WHAT IS BEING ASKED: Collect every line below that contains the word "umbrella", treating uppercase and lowercase as different.

= = = =

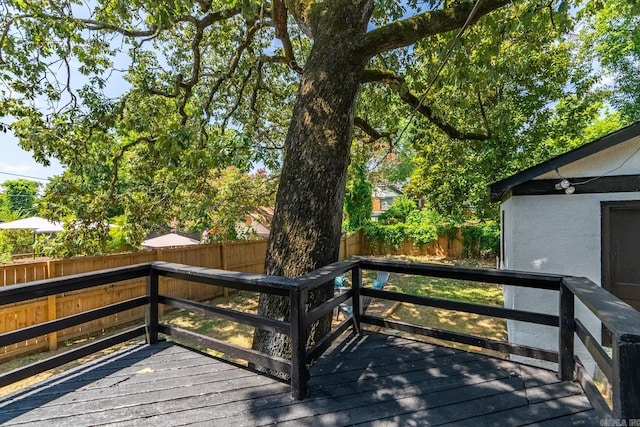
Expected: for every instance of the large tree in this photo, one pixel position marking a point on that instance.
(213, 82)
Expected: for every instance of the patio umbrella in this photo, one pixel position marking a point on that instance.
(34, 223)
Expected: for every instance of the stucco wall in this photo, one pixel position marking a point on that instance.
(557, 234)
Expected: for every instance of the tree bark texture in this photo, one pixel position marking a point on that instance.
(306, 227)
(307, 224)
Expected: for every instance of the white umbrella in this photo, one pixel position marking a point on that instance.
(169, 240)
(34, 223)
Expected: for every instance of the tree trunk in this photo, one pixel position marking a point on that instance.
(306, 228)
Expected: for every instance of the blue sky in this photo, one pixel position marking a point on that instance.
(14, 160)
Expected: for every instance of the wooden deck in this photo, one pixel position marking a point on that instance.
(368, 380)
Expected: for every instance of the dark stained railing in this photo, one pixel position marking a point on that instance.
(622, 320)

= = = =

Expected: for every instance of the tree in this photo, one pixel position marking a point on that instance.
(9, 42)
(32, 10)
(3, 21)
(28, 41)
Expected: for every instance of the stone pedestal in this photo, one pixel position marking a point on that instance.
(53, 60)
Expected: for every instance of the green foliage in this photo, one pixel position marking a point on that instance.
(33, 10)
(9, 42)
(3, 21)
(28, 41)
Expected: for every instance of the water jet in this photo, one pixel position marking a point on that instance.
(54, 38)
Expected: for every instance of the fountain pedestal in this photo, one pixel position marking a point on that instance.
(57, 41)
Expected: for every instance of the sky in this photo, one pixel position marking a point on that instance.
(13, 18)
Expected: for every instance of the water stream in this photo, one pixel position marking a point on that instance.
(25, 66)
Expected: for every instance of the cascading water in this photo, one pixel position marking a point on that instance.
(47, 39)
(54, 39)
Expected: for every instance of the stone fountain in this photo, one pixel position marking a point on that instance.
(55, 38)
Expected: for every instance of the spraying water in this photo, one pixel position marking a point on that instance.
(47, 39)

= = = =

TASK SOLUTION:
Expected: for every instance of the patio umbrella in this photo, one pixel position marking a point on that instance.
Expected: for every instance of the white umbrella in this photo, one pixel position marking a point on that instance.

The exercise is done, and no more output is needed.